● **INPUT MATERIAL**

** BEGIN **

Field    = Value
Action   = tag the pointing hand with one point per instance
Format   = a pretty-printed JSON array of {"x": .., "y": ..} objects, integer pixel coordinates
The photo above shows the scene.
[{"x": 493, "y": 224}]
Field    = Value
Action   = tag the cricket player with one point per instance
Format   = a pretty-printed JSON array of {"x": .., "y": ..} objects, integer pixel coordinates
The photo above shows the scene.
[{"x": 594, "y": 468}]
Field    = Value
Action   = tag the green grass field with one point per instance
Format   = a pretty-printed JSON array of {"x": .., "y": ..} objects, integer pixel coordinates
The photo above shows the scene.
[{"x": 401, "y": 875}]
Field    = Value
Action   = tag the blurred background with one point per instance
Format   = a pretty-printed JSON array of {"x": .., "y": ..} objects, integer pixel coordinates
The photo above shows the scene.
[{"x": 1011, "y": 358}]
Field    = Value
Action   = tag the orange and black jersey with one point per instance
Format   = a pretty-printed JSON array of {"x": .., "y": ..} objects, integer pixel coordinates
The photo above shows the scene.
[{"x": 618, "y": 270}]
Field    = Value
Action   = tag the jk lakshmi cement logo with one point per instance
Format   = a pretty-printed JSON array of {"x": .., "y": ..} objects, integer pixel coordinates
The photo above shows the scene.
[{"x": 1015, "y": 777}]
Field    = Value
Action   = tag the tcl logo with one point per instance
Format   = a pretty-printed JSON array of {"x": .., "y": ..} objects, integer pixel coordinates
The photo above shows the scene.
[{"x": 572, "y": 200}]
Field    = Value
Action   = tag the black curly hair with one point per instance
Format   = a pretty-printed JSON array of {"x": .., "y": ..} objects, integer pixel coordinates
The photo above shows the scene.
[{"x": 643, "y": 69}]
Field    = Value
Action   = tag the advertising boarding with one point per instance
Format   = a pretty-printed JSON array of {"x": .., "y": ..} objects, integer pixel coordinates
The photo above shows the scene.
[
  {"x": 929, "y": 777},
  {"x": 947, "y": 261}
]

** END **

● **SET EXERCISE**
Repeat the records above in full, character for character.

● **RESPONSE**
Field    = Value
Action   = tag the pointing hand with one point per instance
Format   = a pretty-printed JSON array of {"x": .., "y": ..} objects, integer pixel coordinates
The photo above shows the scene.
[{"x": 493, "y": 224}]
Field    = Value
Action   = tag the cricket player with one point per instance
Format   = a pretty-printed JSON array of {"x": .., "y": ..} objects, integer pixel coordinates
The photo above shows the scene.
[{"x": 594, "y": 468}]
Field    = Value
Action   = tag the green grass field with one point per instance
Format   = a pretty-printed JSON array of {"x": .., "y": ..} objects, integer pixel coordinates
The photo above shows the scene.
[{"x": 401, "y": 875}]
Field    = Value
Action   = tag the blurred background with one point per instance
Format   = a pretty-printed JSON array of {"x": .., "y": ..} objects, integer pixel coordinates
The photo above shows the scene.
[{"x": 1011, "y": 358}]
Field    = Value
Action   = tag the orange and black jersey with one point per instance
Format   = a pretty-printed JSON array of {"x": .., "y": ..} objects, integer pixel coordinates
The photo above shows the scene.
[{"x": 618, "y": 270}]
Field    = Value
Action   = tag the jk lakshmi cement logo with one point per instance
Format   = a pretty-printed JSON array of {"x": .., "y": ..} objects, integer pixel coordinates
The photo above shows the scene.
[{"x": 1015, "y": 777}]
Field    = Value
Action   = tag the tcl logo with one point per instance
Format   = a pretty-printed JSON array of {"x": .., "y": ..} objects, integer pixel coordinates
The photo above shows the scene.
[{"x": 572, "y": 200}]
Field    = Value
Action   = tag the black curly hair with one point per instance
Format   = a pretty-printed JSON array of {"x": .., "y": ..} objects, integer pixel coordinates
The photo above shows the scene.
[{"x": 643, "y": 69}]
Field    = Value
Action   = tag the advertising boarding with one point per instance
Format   = a pretty-printed JSON array of {"x": .., "y": ..} objects, integer pixel coordinates
The photo above shows the scene.
[
  {"x": 929, "y": 777},
  {"x": 947, "y": 261}
]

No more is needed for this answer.